### SUPPLIED DATA:

--- Begin ---

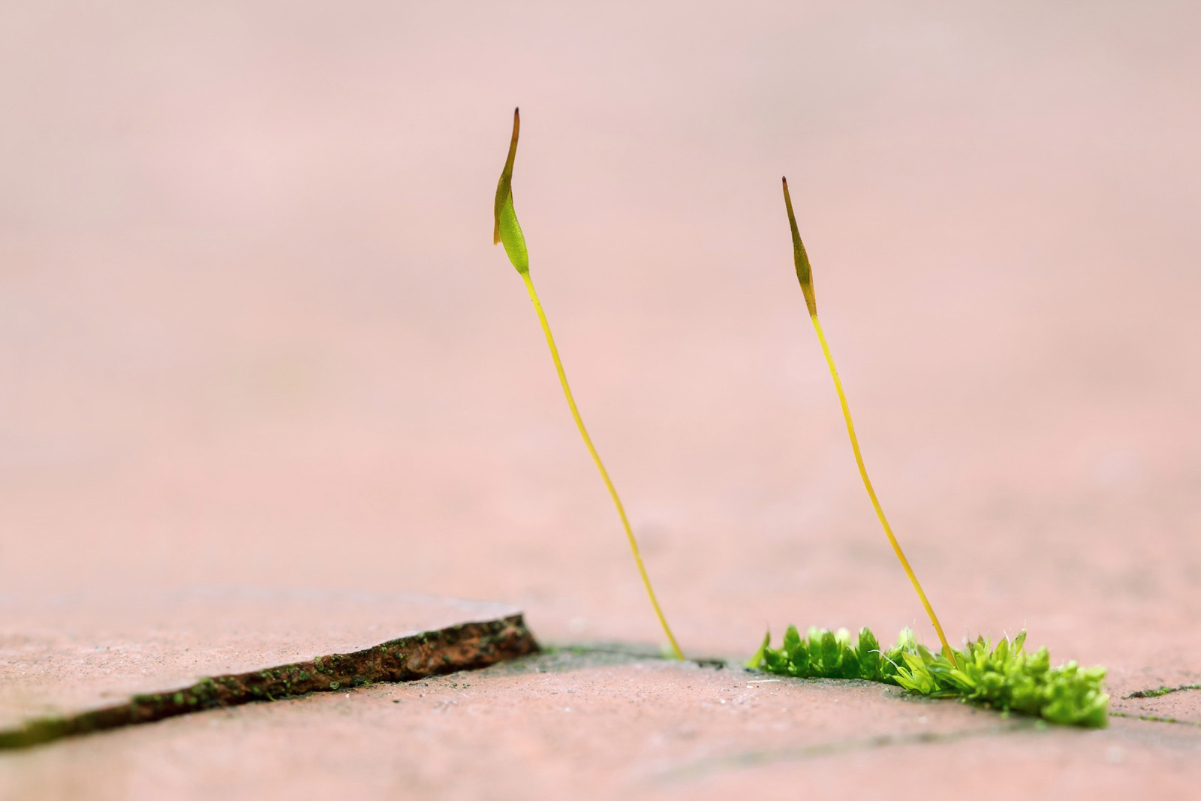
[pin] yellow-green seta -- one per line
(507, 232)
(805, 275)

--- End ---
--- Begin ---

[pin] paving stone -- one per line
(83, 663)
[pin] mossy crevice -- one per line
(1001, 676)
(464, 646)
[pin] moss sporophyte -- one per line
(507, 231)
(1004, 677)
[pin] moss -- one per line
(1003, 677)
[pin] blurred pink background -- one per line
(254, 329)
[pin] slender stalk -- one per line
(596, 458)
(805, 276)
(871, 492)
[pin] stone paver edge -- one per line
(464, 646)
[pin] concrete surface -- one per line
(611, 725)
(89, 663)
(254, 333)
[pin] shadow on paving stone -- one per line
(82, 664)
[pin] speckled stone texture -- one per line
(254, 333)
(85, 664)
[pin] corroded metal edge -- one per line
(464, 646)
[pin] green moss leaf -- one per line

--- End ---

### YOUR TASK:
Copy the records word for word, from the line containing "[pin] shadow on paving stone -- one per line" through the line containing "[pin] green moss leaf -- one per line", including both of those lines.

### SOLUTION FOR THIS PROBLEM:
[pin] shadow on paving stone -- one per line
(82, 664)
[pin] speckled stone texture -- one per line
(254, 333)
(85, 664)
[pin] corroded metal edge -- one per line
(464, 646)
[pin] green moss leaf -- one per line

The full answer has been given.